(Work task) Find the line holding "Need: the innermost point of each instance of the concrete canal" in the entries below. Give it again exactly, along with every line after it up to and including the line holding "Target: black cow".

(Records)

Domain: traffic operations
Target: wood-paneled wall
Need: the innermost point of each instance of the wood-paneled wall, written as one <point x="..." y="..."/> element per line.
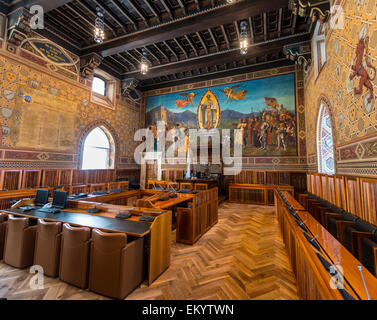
<point x="356" y="195"/>
<point x="17" y="179"/>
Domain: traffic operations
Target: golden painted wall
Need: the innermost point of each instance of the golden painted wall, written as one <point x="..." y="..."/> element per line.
<point x="354" y="117"/>
<point x="42" y="116"/>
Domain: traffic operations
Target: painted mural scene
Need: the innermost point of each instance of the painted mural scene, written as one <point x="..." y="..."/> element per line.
<point x="263" y="109"/>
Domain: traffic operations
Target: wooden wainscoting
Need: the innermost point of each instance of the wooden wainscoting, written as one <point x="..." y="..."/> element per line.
<point x="18" y="179"/>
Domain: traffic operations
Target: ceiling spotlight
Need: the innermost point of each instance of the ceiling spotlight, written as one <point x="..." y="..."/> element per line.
<point x="99" y="27"/>
<point x="244" y="39"/>
<point x="144" y="63"/>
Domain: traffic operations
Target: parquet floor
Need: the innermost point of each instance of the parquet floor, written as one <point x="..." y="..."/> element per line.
<point x="242" y="257"/>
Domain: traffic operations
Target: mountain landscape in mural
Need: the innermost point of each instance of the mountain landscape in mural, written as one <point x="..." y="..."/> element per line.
<point x="264" y="109"/>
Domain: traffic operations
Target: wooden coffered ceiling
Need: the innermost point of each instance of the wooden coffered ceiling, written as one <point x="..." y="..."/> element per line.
<point x="185" y="40"/>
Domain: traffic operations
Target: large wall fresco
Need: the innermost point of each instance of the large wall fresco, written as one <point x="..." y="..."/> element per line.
<point x="264" y="104"/>
<point x="43" y="114"/>
<point x="348" y="84"/>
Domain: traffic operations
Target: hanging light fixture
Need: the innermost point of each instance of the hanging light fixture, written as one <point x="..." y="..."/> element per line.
<point x="99" y="27"/>
<point x="144" y="63"/>
<point x="244" y="39"/>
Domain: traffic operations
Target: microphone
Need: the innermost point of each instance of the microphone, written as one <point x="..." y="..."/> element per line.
<point x="306" y="219"/>
<point x="317" y="233"/>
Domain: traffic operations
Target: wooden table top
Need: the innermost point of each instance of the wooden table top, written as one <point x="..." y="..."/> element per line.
<point x="104" y="221"/>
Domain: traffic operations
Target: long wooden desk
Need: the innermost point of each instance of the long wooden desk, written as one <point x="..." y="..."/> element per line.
<point x="329" y="248"/>
<point x="157" y="233"/>
<point x="131" y="227"/>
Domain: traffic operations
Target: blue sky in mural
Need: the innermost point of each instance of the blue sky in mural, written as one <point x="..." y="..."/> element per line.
<point x="280" y="87"/>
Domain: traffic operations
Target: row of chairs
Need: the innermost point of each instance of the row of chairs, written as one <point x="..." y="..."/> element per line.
<point x="86" y="258"/>
<point x="357" y="235"/>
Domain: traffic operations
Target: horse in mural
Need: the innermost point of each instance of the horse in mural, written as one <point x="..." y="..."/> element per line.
<point x="360" y="70"/>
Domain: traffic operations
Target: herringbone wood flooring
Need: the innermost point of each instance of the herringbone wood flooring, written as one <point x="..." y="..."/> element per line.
<point x="242" y="257"/>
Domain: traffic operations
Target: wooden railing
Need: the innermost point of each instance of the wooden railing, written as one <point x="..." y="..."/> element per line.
<point x="17" y="179"/>
<point x="312" y="250"/>
<point x="356" y="195"/>
<point x="255" y="193"/>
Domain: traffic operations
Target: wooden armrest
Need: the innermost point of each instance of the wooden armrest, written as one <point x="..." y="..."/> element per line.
<point x="328" y="215"/>
<point x="357" y="237"/>
<point x="341" y="226"/>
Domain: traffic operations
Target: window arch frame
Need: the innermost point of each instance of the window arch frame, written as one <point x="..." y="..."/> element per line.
<point x="324" y="106"/>
<point x="113" y="142"/>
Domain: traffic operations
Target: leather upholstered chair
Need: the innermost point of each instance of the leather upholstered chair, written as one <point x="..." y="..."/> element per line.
<point x="3" y="225"/>
<point x="19" y="242"/>
<point x="74" y="255"/>
<point x="116" y="267"/>
<point x="47" y="247"/>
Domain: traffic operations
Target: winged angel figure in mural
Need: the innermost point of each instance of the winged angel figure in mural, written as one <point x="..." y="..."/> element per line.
<point x="189" y="99"/>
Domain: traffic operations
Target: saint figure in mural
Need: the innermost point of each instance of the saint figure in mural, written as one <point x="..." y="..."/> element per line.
<point x="366" y="71"/>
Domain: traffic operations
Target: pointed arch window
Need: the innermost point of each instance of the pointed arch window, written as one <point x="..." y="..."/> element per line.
<point x="325" y="144"/>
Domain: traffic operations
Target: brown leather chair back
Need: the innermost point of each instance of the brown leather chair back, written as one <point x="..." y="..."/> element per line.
<point x="116" y="268"/>
<point x="74" y="256"/>
<point x="19" y="242"/>
<point x="47" y="247"/>
<point x="3" y="225"/>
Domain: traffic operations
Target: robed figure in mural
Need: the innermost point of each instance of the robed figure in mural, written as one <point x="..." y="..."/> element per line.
<point x="208" y="112"/>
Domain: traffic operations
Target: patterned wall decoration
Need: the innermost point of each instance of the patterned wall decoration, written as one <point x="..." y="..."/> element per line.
<point x="43" y="114"/>
<point x="348" y="81"/>
<point x="270" y="161"/>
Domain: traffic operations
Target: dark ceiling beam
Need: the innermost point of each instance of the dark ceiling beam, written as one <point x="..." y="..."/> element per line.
<point x="124" y="59"/>
<point x="192" y="45"/>
<point x="165" y="5"/>
<point x="252" y="40"/>
<point x="279" y="21"/>
<point x="153" y="55"/>
<point x="139" y="11"/>
<point x="225" y="36"/>
<point x="200" y="21"/>
<point x="62" y="29"/>
<point x="72" y="21"/>
<point x="94" y="14"/>
<point x="197" y="5"/>
<point x="152" y="9"/>
<point x="226" y="56"/>
<point x="183" y="7"/>
<point x="293" y="30"/>
<point x="211" y="75"/>
<point x="171" y="49"/>
<point x="213" y="39"/>
<point x="119" y="6"/>
<point x="265" y="26"/>
<point x="119" y="62"/>
<point x="161" y="51"/>
<point x="181" y="47"/>
<point x="132" y="63"/>
<point x="202" y="42"/>
<point x="107" y="11"/>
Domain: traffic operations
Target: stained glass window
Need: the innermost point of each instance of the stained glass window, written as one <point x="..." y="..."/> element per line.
<point x="325" y="148"/>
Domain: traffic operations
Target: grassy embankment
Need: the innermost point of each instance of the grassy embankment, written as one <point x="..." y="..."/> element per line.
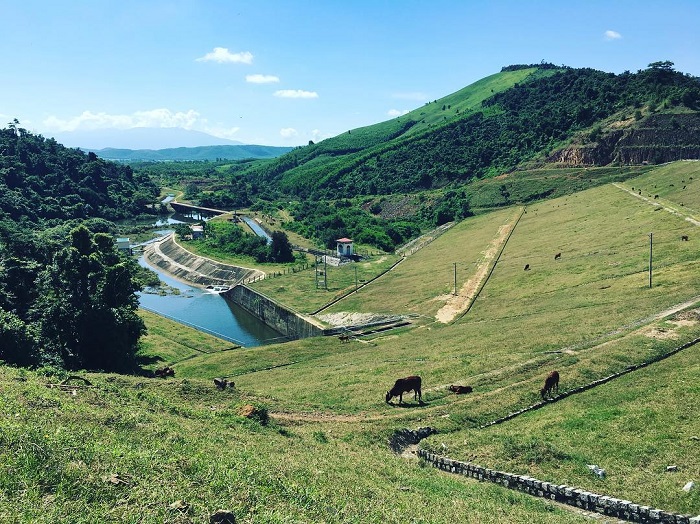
<point x="128" y="448"/>
<point x="588" y="314"/>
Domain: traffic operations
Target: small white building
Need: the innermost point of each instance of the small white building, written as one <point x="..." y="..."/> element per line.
<point x="123" y="245"/>
<point x="344" y="247"/>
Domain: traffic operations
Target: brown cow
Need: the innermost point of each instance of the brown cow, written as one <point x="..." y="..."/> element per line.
<point x="550" y="384"/>
<point x="404" y="385"/>
<point x="222" y="383"/>
<point x="167" y="371"/>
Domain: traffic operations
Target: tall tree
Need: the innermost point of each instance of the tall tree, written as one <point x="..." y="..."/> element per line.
<point x="88" y="304"/>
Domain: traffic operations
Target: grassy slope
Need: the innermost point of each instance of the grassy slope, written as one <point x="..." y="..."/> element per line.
<point x="181" y="439"/>
<point x="332" y="154"/>
<point x="591" y="303"/>
<point x="633" y="427"/>
<point x="130" y="448"/>
<point x="424" y="281"/>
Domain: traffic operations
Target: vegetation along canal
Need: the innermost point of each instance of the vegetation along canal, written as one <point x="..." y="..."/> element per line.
<point x="208" y="312"/>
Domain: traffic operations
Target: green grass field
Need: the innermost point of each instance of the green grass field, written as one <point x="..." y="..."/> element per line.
<point x="129" y="448"/>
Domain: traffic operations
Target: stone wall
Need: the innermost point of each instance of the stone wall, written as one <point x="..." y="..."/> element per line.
<point x="613" y="507"/>
<point x="288" y="323"/>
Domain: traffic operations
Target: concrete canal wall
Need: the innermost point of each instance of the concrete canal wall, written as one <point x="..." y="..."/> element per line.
<point x="202" y="272"/>
<point x="288" y="323"/>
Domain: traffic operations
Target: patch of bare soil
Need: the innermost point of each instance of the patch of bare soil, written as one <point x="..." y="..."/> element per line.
<point x="348" y="318"/>
<point x="456" y="304"/>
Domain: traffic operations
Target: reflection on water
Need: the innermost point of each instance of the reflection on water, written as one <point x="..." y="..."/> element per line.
<point x="208" y="312"/>
<point x="257" y="229"/>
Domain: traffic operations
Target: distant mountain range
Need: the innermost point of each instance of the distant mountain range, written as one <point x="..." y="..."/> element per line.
<point x="139" y="138"/>
<point x="233" y="152"/>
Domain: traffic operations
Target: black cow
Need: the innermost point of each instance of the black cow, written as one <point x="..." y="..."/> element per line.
<point x="550" y="384"/>
<point x="404" y="385"/>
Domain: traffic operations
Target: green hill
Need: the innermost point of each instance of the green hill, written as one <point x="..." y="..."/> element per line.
<point x="495" y="125"/>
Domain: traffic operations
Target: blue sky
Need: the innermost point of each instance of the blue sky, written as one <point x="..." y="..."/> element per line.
<point x="286" y="72"/>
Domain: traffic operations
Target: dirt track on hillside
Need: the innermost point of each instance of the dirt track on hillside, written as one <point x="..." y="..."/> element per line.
<point x="459" y="303"/>
<point x="425" y="410"/>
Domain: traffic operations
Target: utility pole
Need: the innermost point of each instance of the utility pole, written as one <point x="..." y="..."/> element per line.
<point x="651" y="247"/>
<point x="455" y="264"/>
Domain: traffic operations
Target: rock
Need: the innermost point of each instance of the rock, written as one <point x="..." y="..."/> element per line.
<point x="403" y="438"/>
<point x="597" y="470"/>
<point x="222" y="517"/>
<point x="179" y="505"/>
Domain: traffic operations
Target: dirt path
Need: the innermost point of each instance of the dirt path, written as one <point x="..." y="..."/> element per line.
<point x="459" y="303"/>
<point x="427" y="411"/>
<point x="656" y="203"/>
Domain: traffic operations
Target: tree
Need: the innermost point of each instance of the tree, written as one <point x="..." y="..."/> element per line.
<point x="87" y="309"/>
<point x="280" y="248"/>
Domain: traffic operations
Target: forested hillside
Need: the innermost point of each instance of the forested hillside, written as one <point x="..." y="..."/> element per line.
<point x="66" y="295"/>
<point x="527" y="120"/>
<point x="43" y="181"/>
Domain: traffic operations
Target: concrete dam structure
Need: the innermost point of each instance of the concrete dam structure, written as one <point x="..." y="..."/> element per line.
<point x="202" y="272"/>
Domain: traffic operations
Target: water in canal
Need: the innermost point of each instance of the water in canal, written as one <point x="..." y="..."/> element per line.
<point x="208" y="312"/>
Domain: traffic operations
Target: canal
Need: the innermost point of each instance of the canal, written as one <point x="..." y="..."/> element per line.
<point x="207" y="312"/>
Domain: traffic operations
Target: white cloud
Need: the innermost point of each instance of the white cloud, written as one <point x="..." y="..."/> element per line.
<point x="296" y="93"/>
<point x="612" y="35"/>
<point x="222" y="55"/>
<point x="262" y="79"/>
<point x="229" y="133"/>
<point x="289" y="132"/>
<point x="152" y="118"/>
<point x="416" y="95"/>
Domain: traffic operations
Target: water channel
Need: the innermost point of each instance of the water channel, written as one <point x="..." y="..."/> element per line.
<point x="208" y="312"/>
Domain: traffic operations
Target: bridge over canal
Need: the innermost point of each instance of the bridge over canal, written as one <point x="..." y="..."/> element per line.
<point x="188" y="209"/>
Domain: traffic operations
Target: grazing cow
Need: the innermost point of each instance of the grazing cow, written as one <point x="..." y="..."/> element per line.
<point x="167" y="371"/>
<point x="404" y="385"/>
<point x="551" y="383"/>
<point x="460" y="390"/>
<point x="222" y="383"/>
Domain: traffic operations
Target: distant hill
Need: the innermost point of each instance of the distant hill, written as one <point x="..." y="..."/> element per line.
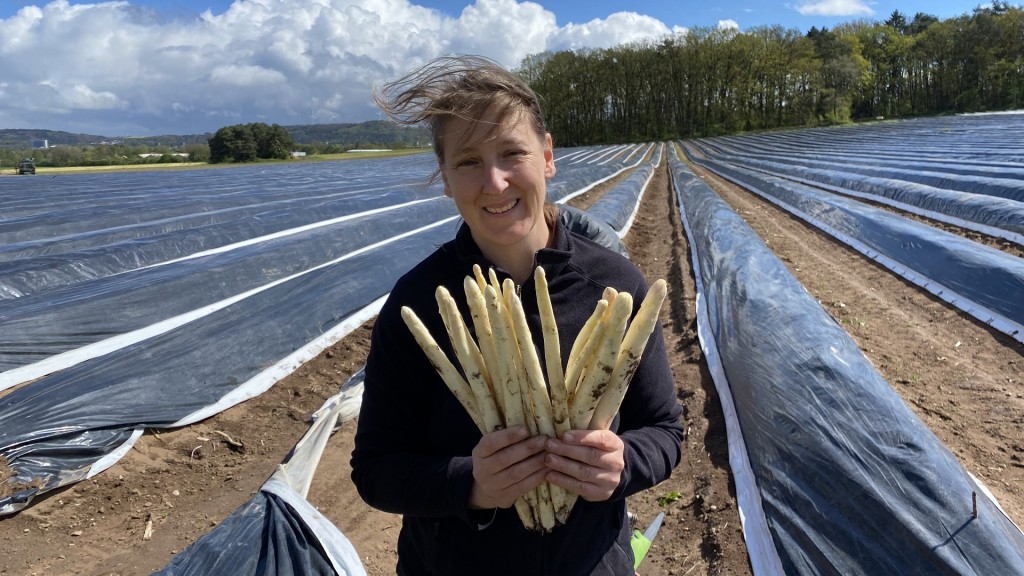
<point x="376" y="131"/>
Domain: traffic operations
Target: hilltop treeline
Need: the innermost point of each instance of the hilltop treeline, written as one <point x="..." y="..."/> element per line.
<point x="714" y="81"/>
<point x="236" y="144"/>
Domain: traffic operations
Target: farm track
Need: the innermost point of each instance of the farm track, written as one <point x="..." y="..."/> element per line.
<point x="958" y="376"/>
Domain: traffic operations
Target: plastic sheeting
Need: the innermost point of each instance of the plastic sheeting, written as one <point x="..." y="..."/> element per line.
<point x="278" y="532"/>
<point x="619" y="206"/>
<point x="982" y="281"/>
<point x="198" y="326"/>
<point x="835" y="475"/>
<point x="994" y="216"/>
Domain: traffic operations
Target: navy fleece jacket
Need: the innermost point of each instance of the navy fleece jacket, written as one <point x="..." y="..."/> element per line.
<point x="414" y="440"/>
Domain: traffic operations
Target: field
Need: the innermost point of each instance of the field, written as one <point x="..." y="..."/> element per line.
<point x="957" y="375"/>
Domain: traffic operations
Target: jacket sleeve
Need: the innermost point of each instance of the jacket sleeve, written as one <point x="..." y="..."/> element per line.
<point x="396" y="466"/>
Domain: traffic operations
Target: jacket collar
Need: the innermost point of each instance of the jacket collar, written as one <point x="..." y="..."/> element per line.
<point x="553" y="259"/>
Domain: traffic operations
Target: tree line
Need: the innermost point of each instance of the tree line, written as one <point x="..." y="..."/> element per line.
<point x="240" y="142"/>
<point x="718" y="81"/>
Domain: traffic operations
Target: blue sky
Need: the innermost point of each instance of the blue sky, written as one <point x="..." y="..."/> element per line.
<point x="147" y="67"/>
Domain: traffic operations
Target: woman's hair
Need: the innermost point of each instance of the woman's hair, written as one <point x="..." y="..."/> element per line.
<point x="467" y="87"/>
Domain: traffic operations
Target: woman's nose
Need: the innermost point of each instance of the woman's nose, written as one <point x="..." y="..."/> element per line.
<point x="495" y="178"/>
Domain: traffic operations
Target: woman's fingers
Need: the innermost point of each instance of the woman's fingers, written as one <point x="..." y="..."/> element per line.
<point x="589" y="462"/>
<point x="507" y="463"/>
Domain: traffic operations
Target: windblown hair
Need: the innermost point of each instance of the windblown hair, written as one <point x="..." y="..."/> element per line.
<point x="466" y="86"/>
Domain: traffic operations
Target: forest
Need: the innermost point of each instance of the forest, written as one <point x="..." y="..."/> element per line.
<point x="721" y="81"/>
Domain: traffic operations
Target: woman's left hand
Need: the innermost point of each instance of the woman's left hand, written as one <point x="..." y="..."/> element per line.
<point x="589" y="462"/>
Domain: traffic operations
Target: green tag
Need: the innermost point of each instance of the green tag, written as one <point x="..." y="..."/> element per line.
<point x="640" y="545"/>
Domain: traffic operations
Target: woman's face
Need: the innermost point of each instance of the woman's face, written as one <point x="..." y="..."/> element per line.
<point x="498" y="179"/>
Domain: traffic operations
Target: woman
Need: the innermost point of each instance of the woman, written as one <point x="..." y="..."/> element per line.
<point x="417" y="451"/>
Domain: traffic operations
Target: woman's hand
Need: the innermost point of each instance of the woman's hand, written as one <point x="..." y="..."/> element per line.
<point x="507" y="463"/>
<point x="589" y="462"/>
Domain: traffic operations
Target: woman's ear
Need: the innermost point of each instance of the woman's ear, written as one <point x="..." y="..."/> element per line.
<point x="549" y="157"/>
<point x="448" y="189"/>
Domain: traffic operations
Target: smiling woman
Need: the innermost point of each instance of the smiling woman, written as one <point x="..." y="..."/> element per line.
<point x="418" y="452"/>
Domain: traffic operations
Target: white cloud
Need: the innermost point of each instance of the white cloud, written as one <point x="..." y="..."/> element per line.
<point x="836" y="8"/>
<point x="114" y="69"/>
<point x="620" y="28"/>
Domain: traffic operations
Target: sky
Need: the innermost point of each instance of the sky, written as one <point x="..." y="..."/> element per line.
<point x="133" y="68"/>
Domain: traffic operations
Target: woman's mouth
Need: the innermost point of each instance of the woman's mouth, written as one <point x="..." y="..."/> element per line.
<point x="503" y="208"/>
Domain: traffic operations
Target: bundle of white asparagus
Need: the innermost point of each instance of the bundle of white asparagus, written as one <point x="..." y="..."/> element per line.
<point x="504" y="382"/>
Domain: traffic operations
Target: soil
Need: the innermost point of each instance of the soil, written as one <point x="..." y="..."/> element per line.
<point x="961" y="378"/>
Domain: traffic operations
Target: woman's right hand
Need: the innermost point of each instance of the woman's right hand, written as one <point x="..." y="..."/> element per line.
<point x="507" y="463"/>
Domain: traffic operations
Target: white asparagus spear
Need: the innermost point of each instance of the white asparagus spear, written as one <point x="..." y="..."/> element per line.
<point x="443" y="366"/>
<point x="478" y="311"/>
<point x="551" y="497"/>
<point x="471" y="365"/>
<point x="630" y="353"/>
<point x="596" y="377"/>
<point x="588" y="340"/>
<point x="508" y="379"/>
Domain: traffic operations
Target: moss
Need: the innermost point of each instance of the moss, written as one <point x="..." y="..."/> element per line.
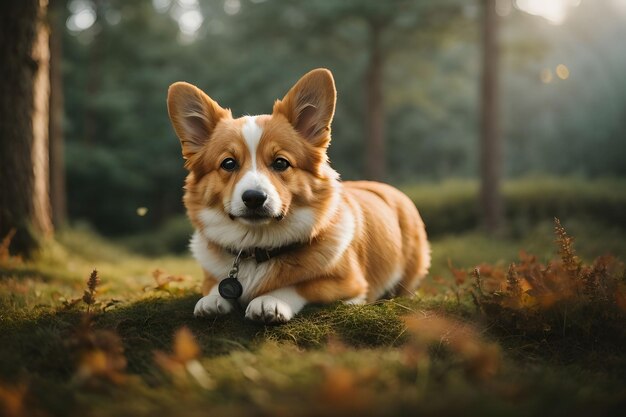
<point x="329" y="360"/>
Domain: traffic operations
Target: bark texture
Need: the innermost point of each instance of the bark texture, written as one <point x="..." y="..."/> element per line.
<point x="24" y="53"/>
<point x="490" y="147"/>
<point x="375" y="156"/>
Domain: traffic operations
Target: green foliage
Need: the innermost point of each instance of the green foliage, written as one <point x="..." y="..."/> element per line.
<point x="452" y="206"/>
<point x="121" y="148"/>
<point x="145" y="353"/>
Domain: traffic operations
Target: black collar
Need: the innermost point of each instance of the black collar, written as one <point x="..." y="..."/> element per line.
<point x="262" y="254"/>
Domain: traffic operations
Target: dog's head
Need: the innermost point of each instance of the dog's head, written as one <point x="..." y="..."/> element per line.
<point x="264" y="179"/>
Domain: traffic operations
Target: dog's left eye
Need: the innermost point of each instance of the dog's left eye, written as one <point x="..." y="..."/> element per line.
<point x="229" y="164"/>
<point x="280" y="164"/>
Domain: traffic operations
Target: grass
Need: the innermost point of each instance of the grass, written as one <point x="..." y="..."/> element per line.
<point x="434" y="354"/>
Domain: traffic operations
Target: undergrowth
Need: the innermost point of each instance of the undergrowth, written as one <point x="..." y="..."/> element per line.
<point x="536" y="336"/>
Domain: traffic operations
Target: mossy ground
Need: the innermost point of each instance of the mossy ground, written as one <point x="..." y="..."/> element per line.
<point x="329" y="360"/>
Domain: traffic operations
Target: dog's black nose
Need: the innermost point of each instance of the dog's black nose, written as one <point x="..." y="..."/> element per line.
<point x="253" y="199"/>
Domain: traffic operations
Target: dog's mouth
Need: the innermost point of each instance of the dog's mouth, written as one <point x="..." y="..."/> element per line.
<point x="256" y="216"/>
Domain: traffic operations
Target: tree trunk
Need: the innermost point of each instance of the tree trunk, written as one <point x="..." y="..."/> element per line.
<point x="375" y="158"/>
<point x="490" y="152"/>
<point x="24" y="53"/>
<point x="57" y="144"/>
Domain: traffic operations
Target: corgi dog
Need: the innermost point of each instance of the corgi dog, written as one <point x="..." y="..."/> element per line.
<point x="275" y="228"/>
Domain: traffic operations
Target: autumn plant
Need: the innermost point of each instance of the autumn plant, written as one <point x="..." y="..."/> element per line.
<point x="99" y="353"/>
<point x="562" y="298"/>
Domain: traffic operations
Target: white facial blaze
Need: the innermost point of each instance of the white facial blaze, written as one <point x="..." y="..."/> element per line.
<point x="253" y="179"/>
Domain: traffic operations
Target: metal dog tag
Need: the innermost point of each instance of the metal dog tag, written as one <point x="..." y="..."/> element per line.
<point x="230" y="288"/>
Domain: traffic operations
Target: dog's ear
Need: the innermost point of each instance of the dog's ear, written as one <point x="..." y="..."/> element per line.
<point x="309" y="106"/>
<point x="194" y="115"/>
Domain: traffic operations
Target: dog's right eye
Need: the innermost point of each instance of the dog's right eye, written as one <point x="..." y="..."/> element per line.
<point x="229" y="164"/>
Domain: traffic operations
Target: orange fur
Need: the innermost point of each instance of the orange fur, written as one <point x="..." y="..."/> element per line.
<point x="366" y="240"/>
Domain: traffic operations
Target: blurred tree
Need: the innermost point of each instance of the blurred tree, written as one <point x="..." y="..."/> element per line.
<point x="490" y="147"/>
<point x="58" y="198"/>
<point x="24" y="52"/>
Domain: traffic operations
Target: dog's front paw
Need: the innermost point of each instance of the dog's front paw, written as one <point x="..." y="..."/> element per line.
<point x="269" y="309"/>
<point x="211" y="305"/>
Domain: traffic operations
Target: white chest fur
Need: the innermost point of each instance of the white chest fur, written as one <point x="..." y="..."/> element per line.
<point x="250" y="273"/>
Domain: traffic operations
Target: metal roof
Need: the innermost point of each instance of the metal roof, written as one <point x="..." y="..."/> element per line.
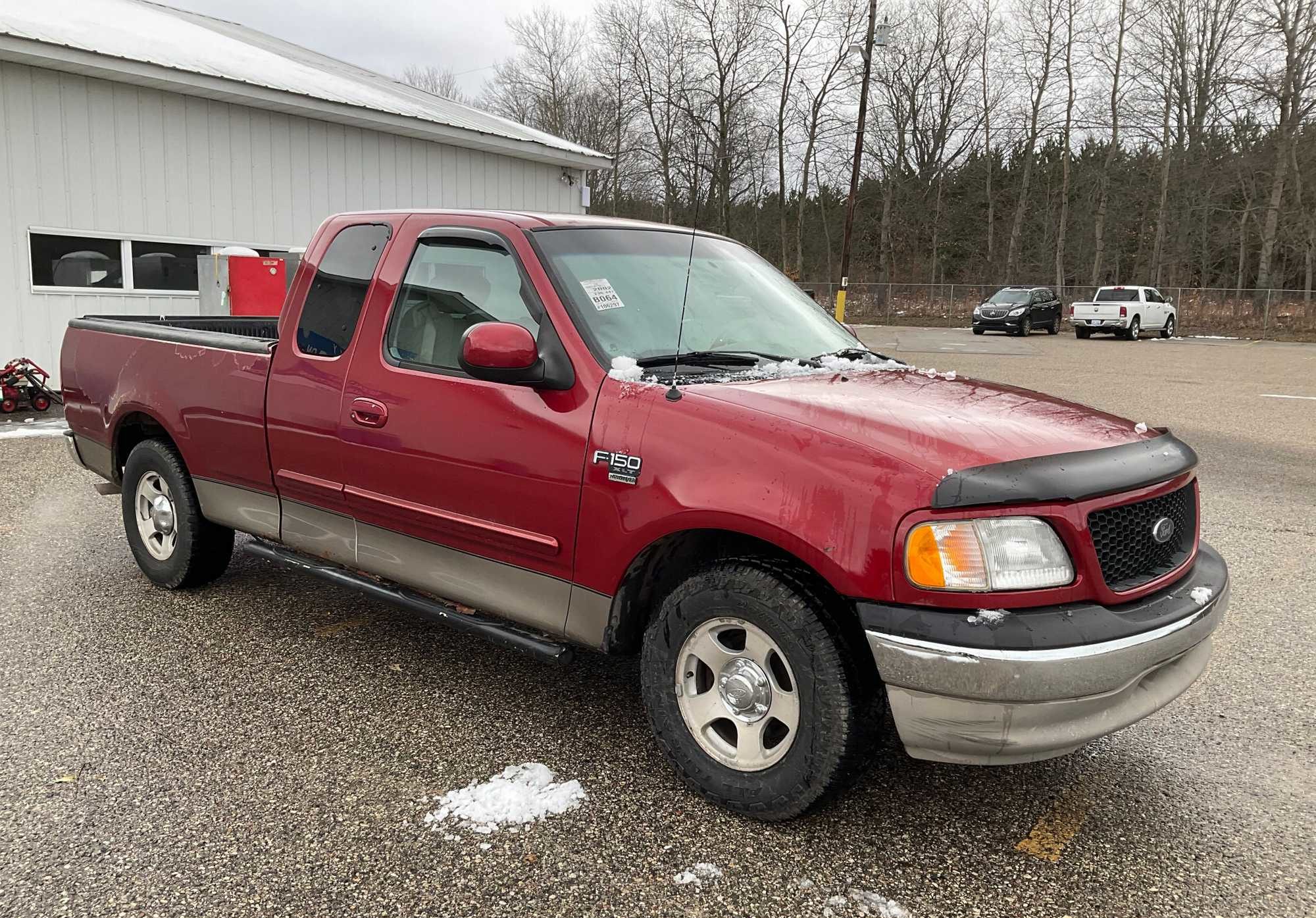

(Result of this exercise)
Need: the innermost point of each instance of the concrete canal wall, written as one <point x="..." y="..."/> element per line.
<point x="202" y="272"/>
<point x="288" y="323"/>
Domain: traffic operations
Target: patch of bare soil
Need: the innermost point of each instance of the patch of bare soil, written as one <point x="..." y="..."/> element per line.
<point x="348" y="318"/>
<point x="456" y="304"/>
Domain: traffic operations
Target: reflection on water
Need: the innermost point of each instance of the reflection on water, written as one <point x="..." y="..."/> element per line.
<point x="208" y="312"/>
<point x="257" y="229"/>
Domain: traffic operations
Target: distant mountain range
Need: the innermost point of each instance of the distant mountain range, written as one <point x="..." y="..."/> element per line.
<point x="139" y="138"/>
<point x="233" y="152"/>
Domain: traffic operations
Target: black cow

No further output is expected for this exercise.